Nowadays, information and communication technology (ICT) affects the health system development across many developing countries, particularly through the application of mobile communications (Nisha, Iqbal, Rifat, & Idrish, 2016). Mobile health is an extension of electronic health in which health care services can be accessed through smart mobile devices (Anshari & Almunawar, 2015), while guaranteeing the mobility of patients for their free activity (Lee, 2016). Mobility is the indispensable part of life today (Gürsel, 2016). Due to the attractive features (e.g., cost-effective sensors and wireless communication capabilities), mobile devices have received great attention in the health care context (Sood, Gururajan, Hafeez-Baig, & Wickramasinghe, 2017).

The potential for mobile health to transform formal health care provision, especially in the geographically remote areas, is huge (Hampshire et al., 2015) regarding many aspects of human’s life (Dias, Ribeiro, & Furtado, 2016). The mobile health field focuses on the utilization of mobile health technology to support hospital care, healthy behavior, patient monitoring, and educational awareness (Househ, Borycki, Kushniruk, & Alofaysan, 2012). Mobile health technology can alert the patients and health care providers about health-related information and emergencies through text messaging on mobile devices (Ikhu-Omoregbe & Azeta, 2012). Telemedicine is the provision of diagnosis and health care from a distance using media, such as interactive computer programs and information technology (Kasemsap, 2017a). Mobile phone-based telemedicine has proven to be an effective approach for information exchange and for providing feedback between patients and their health care providers (Goyal et al., 2016).

EHR is defined as an electronic record of health-related information on an individual that conforms to the nationally recognized interoperability standards and can be created, managed, and consulted by authorized clinicians and staff across health care organizations (Kamath & Donahoe-Anshus, 2012). Health information technology (HIT) is the area of IT involving the design, development, creation, utilization, and maintenance of information systems for the health care industry (Kasemsap, 2017b). EHR is the part of the larger national initiative focusing on HIT, which is the exchange of health information in an electronic environment (D’Abundo, 2013). EHR systems are very important in health care settings and have the potential to transform the health care system from a mostly paper-based industry to the one that utilizes the clinical data and other pieces of information to assist health care providers in delivering the higher quality of care to their patients (Kasemsap, 2017c).

# # #

## Exercise objective
Write the next part of the passage on mobile health and electronic health records, picking up after its final sentence. The items that come next were taken from a separate source.

# # #

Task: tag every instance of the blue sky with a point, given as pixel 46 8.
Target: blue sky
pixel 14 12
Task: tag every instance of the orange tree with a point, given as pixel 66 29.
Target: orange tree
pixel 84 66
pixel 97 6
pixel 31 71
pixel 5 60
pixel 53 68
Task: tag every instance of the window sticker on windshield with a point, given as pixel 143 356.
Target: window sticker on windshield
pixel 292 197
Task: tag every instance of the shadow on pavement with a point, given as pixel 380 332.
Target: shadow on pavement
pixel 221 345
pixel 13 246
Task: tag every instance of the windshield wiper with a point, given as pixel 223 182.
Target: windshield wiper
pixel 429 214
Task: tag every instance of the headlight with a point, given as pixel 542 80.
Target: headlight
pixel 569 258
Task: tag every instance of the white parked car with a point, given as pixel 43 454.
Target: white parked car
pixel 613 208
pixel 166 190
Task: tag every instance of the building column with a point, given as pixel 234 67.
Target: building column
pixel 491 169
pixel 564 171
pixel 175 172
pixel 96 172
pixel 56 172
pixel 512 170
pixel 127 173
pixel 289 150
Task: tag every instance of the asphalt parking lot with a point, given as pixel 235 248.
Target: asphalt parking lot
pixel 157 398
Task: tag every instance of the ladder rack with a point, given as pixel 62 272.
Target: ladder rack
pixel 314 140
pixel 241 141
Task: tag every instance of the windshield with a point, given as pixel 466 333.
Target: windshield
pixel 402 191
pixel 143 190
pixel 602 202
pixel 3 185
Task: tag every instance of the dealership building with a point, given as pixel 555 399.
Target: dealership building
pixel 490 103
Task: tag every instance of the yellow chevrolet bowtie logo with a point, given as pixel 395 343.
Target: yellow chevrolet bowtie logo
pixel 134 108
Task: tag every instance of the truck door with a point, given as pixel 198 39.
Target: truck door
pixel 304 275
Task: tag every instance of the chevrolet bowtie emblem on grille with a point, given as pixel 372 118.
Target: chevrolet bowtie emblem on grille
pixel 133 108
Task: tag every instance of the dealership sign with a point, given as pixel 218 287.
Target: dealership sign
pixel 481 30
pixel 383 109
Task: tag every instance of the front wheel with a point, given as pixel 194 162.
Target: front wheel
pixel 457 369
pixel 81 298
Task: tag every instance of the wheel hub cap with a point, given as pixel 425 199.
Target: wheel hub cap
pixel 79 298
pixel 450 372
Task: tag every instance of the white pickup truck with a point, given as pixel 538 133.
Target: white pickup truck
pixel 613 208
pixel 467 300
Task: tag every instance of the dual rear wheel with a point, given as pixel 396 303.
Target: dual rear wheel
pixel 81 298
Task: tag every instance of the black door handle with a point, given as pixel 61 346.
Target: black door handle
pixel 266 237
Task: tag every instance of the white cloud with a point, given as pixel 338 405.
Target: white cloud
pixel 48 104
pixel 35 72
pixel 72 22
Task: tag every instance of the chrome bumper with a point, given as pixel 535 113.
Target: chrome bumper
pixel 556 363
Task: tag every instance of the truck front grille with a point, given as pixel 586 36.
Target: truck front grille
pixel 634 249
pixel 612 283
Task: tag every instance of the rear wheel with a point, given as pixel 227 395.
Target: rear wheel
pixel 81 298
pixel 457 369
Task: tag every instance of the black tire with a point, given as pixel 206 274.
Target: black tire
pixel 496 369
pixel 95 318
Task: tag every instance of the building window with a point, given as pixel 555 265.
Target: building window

# # #

## Result
EHR is considered as the significant method of improving the efficiency of health care system (Gibson & Abrams, 2010). EHR includes health information, such as observations, laboratory tests, diagnostic imaging reports, treatments, therapies, drugs administered, and allergies (de la Torre Díez, Sánchez, Coronado, & López Gálvez, 2010). EHR attracts the particular concern about the unauthorized access and disclosure of personal information contained in the records (Ries, 2011). A fundamental requirement for achieving continuity of care is recognized as the integration and interoperability of clinically oriented systems toward the realization of EHR (Kitsiou, 2009). Through EHR, patients are provided with tools to help them manage their health care, clinicians are able to access the up-to-date patient information, and governments are showing transparency to the public by reporting health information on their websites (Protti, 2008). The suitable utilization of EHR requires the realistic concept of electronic health by all the involved professions (Ceruti, Geninatti, & Siliquini, 2016).